Extrait
┄┄┄┄┄┄

Une nouvelle crise éclate en 1931, toujours sur la question de l’éducation de la jeunesse et notamment la volonté de Mussolini de dissoudre les cercles de jeunesse de l’Action catholique. Pie XI remonte au front et vilipende le fascisme dans l’encyclique, rédigée non pas en latin mais en italien, Non abbiamo bisogno datée du 29 juin. Il faudra toute l’habilité diplomatique du nouveau secrétaire d’Etat Eugenio Pacelli – qui deviendra le pape Pie XII en 1939 – pour aboutir à un accord le 2 septembre 1931. Mussolini tolère l’existence des groupes d’Action catholique mais leur interdit de se mêler de politique.
«Le fascisme est le rempart ultime contre le communisme et le national-socialisme»

┄┄┄┄┄┄

Consigne a
Recopiez mot pour mot l'extrait sur Pie XI et Mussolini, depuis « Une nouvelle crise » jusqu'à « mêler de politique. » inclus.

┄┄┄┄┄┄

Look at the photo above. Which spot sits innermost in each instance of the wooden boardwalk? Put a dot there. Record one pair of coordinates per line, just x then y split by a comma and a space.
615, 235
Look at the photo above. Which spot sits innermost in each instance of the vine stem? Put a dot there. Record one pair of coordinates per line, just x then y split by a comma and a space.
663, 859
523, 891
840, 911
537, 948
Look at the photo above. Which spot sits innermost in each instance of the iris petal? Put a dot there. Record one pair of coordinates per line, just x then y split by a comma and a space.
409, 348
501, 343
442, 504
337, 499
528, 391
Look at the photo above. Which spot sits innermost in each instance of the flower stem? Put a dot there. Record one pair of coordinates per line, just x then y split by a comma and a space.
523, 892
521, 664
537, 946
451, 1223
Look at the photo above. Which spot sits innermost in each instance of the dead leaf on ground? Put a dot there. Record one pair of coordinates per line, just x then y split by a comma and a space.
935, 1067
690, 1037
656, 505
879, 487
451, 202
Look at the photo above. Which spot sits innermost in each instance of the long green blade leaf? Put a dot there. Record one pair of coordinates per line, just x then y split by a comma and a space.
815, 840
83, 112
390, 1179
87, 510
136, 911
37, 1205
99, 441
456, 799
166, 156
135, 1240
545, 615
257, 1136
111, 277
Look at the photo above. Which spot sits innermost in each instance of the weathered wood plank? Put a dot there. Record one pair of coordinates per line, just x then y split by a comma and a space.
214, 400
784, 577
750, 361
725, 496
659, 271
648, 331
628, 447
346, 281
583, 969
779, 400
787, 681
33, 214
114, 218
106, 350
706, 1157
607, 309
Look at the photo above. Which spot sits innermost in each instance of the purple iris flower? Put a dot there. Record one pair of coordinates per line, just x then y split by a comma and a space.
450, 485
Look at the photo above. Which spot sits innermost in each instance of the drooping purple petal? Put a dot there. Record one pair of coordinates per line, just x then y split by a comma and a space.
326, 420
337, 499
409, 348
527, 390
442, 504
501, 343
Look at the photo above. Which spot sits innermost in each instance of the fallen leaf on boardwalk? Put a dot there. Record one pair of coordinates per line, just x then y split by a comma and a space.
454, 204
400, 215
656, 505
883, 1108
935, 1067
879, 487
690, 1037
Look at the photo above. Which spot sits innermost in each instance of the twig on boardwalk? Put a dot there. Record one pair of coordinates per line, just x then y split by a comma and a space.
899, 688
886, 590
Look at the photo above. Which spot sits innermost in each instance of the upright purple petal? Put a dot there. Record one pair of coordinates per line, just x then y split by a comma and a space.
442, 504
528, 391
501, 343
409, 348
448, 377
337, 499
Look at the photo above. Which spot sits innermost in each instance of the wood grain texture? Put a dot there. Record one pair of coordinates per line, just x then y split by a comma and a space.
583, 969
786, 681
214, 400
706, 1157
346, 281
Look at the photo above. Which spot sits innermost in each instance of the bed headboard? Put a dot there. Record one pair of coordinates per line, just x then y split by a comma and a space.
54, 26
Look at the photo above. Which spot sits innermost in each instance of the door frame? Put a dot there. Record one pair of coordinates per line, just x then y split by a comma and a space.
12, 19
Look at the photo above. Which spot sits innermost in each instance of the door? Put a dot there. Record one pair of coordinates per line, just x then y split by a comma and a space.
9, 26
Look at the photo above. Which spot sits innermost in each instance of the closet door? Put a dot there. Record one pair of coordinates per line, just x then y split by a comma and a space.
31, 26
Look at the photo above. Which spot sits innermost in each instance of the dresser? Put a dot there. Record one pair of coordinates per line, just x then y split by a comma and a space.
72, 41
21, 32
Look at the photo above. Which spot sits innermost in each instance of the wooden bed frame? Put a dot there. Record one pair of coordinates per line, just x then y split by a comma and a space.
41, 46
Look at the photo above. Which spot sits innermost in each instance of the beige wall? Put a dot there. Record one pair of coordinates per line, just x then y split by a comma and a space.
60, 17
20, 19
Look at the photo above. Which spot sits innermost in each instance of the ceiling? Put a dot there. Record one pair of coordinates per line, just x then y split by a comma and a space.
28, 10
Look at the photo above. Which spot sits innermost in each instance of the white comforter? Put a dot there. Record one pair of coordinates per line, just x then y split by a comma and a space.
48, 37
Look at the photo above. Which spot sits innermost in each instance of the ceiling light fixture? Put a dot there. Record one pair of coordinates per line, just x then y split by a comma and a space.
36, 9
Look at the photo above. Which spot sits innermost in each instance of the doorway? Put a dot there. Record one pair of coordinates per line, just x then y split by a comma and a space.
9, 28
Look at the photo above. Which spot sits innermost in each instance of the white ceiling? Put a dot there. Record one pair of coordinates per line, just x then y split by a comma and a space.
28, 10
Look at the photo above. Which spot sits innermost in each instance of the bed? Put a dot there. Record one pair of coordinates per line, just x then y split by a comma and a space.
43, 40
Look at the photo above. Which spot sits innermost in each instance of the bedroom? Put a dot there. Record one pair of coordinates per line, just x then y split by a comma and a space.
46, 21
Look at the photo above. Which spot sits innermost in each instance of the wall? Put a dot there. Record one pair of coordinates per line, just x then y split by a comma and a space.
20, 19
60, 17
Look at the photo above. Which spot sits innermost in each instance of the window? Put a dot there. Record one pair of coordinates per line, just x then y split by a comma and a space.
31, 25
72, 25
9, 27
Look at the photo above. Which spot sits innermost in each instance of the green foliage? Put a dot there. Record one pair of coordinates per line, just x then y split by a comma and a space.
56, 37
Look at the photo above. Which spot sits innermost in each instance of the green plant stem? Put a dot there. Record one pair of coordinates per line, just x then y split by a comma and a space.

┄┄┄┄┄┄

Consigne b
Réécrivez intégralement les entrées, de la ligne contenant « of the window? » jusqu'à la dernière ligne des entrées incluse. Multipliez chaque coordonnée par 0,35 et arrondissez-la à l'entier le plus proche, les demis vers le haut.

Solution complète a
Une nouvelle crise éclate en 1931, toujours sur la question de l’éducation de la jeunesse et notamment la volonté de Mussolini de dissoudre les cercles de jeunesse de l’Action catholique. Pie XI remonte au front et vilipende le fascisme dans l’encyclique, rédigée non pas en latin mais en italien, Non abbiamo bisogno datée du 29 juin. Il faudra toute l’habilité diplomatique du nouveau secrétaire d’Etat Eugenio Pacelli – qui deviendra le pape Pie XII en 1939 – pour aboutir à un accord le 2 septembre 1931. Mussolini tolère l’existence des groupes d’Action catholique mais leur interdit de se mêler de politique.

Solution complète b
Look at the photo above. Which spot sits innermost in each instance of the window? Put a dot there. Record one pair of coordinates per line, just x then y split by a comma and a space.
11, 9
25, 9
3, 9
Look at the photo above. Which spot sits innermost in each instance of the green foliage? Put a dot there. Record one pair of coordinates per line, just x then y split by a comma and a space.
20, 13
Look at the photo above. Which spot sits innermost in each instance of the green plant stem? Put a dot there. Record one pair of coordinates per line, just x then y split by a comma and a space.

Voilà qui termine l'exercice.